____ Extract to read
SELL their cars for scrap metal.
That’s what former Queensland attorney-general and State Member for Kawana Jarrod Bleijie believes should happen to drivers clocked driving at eye-watering speeds on the Bruce Hwy on Christmas Day.
One driver was nabbed by police doing 190kmh in a 110kmh zone at Glasshouse Mountains while another was recorded as going 179kmh in a 110k/h zone at Landsborough.
The two were among almost 1600 caught speeding over the Christmas weekend and Mr Bleijie, who along with his colleagues in the former Newman government, helped bring in what had been hailed as the nation’s toughest anti-hooning laws, said he was dumbfounded by the offences.
“As a local resident and Member of Parliament with three young kids it sickens me to hear stories that someone could be so foolish and such an idiot to drive to that speed… and my personal view is these people should have their cars confiscated and sold for scrap metal,” Mr Bleijie said.
He said if the cars were “decent” he would also like to see them collected and donated or sold off to help charities.
________
____ Record set
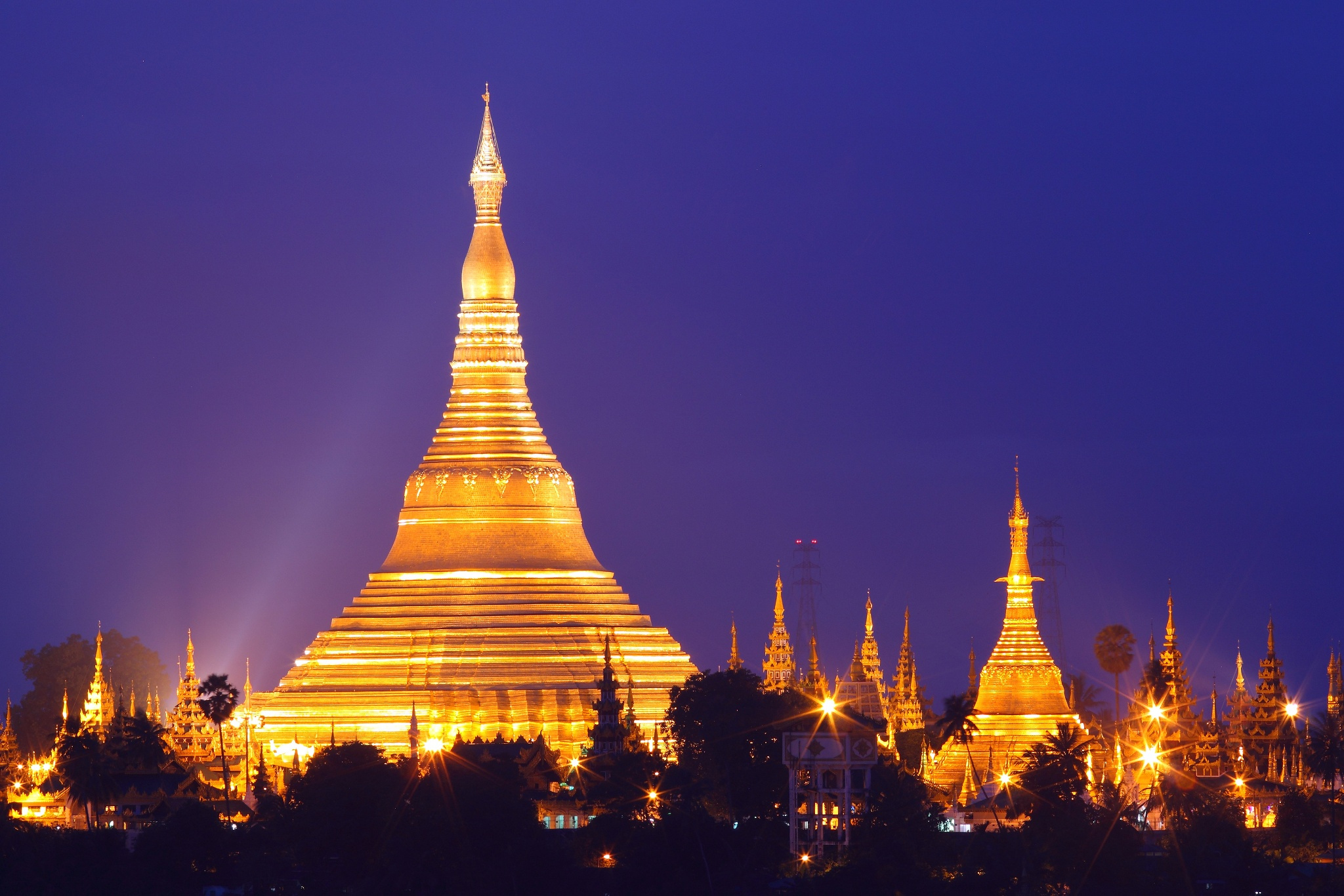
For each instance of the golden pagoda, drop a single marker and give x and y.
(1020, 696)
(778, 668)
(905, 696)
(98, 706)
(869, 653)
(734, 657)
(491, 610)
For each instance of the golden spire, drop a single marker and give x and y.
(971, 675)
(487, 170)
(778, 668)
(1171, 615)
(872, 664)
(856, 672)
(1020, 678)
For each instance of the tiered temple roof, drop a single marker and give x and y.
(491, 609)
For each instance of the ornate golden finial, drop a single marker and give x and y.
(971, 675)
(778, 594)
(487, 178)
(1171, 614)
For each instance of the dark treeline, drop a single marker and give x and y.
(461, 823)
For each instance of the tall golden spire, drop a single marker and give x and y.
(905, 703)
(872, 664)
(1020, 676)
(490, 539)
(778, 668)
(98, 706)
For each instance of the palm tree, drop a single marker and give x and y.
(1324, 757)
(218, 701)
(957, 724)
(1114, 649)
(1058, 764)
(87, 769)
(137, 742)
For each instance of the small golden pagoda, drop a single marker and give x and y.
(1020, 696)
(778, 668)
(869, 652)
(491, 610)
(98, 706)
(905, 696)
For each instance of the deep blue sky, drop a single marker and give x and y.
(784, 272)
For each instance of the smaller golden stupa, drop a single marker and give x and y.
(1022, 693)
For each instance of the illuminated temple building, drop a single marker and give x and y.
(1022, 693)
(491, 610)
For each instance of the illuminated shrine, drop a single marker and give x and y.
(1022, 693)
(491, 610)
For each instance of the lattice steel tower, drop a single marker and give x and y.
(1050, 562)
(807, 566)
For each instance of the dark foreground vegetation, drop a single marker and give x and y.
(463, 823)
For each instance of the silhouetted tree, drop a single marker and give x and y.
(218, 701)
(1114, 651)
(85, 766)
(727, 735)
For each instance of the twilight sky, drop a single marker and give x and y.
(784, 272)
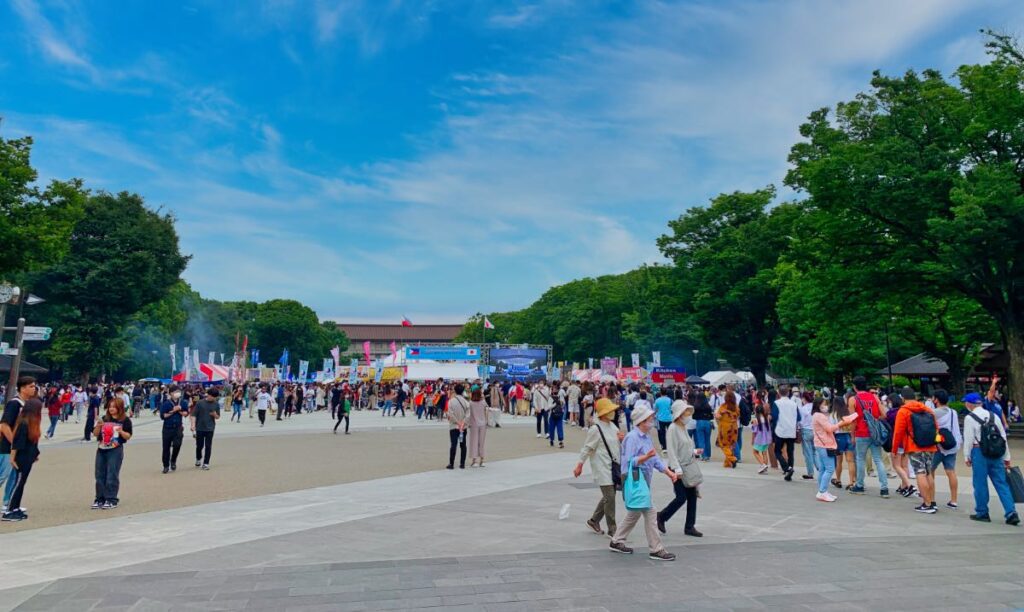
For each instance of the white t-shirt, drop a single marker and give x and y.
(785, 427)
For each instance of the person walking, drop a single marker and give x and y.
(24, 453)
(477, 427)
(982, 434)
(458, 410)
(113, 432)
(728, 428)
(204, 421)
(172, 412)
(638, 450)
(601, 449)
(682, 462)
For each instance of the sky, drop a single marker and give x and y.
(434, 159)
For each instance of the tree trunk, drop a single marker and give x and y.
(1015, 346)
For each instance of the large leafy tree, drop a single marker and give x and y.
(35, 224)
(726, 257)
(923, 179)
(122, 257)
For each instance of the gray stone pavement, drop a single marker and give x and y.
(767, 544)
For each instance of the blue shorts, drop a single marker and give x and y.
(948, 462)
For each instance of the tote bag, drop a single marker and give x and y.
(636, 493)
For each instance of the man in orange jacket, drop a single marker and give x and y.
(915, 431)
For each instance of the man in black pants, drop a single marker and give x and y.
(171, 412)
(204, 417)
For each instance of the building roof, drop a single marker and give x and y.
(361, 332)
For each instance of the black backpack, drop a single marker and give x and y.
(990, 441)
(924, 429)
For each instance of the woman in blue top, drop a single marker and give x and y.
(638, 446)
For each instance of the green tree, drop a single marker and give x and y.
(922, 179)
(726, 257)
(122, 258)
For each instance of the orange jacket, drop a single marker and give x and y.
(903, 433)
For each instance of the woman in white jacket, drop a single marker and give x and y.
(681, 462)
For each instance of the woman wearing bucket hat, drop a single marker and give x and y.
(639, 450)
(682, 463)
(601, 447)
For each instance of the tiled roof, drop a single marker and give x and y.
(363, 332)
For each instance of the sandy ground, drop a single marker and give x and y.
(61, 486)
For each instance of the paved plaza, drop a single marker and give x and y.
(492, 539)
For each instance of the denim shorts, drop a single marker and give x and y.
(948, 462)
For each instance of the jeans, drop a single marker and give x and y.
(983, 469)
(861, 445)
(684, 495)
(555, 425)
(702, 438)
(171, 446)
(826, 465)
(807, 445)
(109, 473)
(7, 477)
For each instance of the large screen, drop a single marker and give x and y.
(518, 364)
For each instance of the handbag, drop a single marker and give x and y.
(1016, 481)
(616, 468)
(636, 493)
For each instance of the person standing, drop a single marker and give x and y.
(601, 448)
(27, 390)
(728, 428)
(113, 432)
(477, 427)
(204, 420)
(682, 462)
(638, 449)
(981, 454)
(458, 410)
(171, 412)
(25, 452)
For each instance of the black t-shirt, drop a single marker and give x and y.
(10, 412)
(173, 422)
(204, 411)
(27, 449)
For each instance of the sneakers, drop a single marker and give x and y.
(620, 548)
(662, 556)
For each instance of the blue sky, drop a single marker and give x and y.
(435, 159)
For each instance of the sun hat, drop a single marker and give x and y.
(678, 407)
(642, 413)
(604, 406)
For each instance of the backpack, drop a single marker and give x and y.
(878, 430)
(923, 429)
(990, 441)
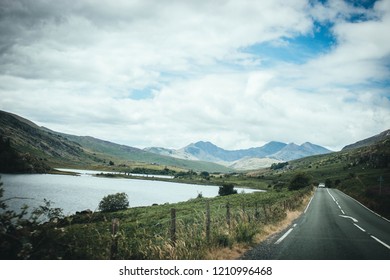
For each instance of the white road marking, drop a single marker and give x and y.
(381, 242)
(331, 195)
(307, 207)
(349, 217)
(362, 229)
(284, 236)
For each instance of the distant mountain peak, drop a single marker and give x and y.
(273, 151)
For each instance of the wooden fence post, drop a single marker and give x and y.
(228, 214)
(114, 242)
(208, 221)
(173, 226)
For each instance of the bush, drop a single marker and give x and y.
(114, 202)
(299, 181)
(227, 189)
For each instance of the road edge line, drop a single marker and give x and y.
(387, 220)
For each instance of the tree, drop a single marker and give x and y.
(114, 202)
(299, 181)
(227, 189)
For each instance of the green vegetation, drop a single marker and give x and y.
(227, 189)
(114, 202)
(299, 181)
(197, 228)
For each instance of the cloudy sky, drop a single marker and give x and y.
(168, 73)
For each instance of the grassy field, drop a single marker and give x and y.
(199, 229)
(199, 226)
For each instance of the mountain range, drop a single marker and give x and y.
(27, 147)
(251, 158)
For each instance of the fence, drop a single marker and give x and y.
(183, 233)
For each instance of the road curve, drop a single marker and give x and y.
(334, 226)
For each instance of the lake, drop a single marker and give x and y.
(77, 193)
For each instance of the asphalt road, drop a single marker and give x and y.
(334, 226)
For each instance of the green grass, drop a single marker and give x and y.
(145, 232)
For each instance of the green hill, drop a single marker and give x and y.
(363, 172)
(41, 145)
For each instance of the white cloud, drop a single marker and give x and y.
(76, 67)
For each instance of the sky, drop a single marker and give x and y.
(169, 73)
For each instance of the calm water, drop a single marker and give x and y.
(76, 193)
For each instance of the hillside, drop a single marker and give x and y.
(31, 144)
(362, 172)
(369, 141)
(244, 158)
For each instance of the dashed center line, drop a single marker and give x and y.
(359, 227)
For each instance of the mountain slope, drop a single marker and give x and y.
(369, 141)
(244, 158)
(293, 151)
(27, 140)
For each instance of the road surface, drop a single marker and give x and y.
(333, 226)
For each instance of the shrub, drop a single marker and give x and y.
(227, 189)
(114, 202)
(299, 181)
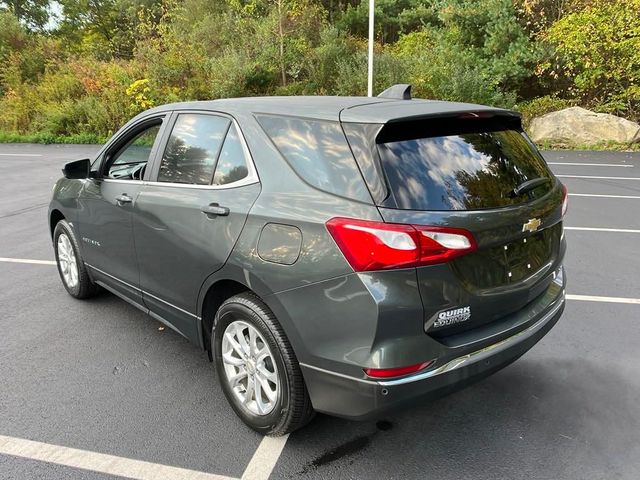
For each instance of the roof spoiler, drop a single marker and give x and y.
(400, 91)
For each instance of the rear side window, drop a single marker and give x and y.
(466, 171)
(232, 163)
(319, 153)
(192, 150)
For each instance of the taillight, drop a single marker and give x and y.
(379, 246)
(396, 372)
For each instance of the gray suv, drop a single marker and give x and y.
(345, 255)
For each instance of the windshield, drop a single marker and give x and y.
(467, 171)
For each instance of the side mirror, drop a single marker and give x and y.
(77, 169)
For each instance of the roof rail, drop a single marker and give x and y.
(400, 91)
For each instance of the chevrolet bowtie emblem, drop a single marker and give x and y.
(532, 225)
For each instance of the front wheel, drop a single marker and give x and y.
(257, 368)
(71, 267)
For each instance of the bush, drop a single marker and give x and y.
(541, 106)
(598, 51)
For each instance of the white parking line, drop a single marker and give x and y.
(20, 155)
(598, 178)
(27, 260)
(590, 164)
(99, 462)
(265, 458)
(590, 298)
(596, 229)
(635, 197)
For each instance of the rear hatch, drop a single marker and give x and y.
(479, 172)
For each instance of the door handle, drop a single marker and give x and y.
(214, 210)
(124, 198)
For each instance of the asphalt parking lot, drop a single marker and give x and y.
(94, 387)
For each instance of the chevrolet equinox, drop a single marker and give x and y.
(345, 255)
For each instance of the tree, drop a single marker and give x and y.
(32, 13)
________
▶ [Exercise set]
(a) According to the news story about Christmas Day speeding, how fast was the driver at Landsborough going?
(b) Continue the news story about Christmas Day speeding on the Bruce Hwy from its last sentence.
The records have nothing to do with the news story about Christmas Day speeding.

▶ [Answers for the tasks]
(a) 179kmh in a 110k/h zone.

(b)
Mr Bleijie said he was proud of the work the LNP had done to crack down on hooning, saying thousands of cars had been confiscated and impounded as a result of the legislation they introduced which created two types of hooning offences and took more than 13,000 vehicles off the streets in the first 12 months.
Type 1 hooning offences, including dangerous or careless driving, promoting or taking part in street races or evading police resulted in the driven vehicle being impounded for 90 days on the first offence, while Type 2 offences increased the scale of punishments increase from the second offence.
Mr Bleijie’s words came on the back of calls from a Sunshine Coast Daily reader to have stricter penalties enforced against drivers under the influence of drug or alcohol or driving at “unacceptably high speed” as a deterrent.
The reader said the cost of policing these crimes and the inconvenience they caused to families of police and public service providers at this time should be paid for by those guilty of the offences, with vehicles impounded and sold for excessive breaches of the law, with the proceeds used to cover the cost of enforcing the law.
“Not only are these law-breakers a danger to themselves and other road users, but they then impact on public services such as emergency hospitals, ambulance and paramedic services, police and traffic investigators that are all paid by taxpayers,” the reader said.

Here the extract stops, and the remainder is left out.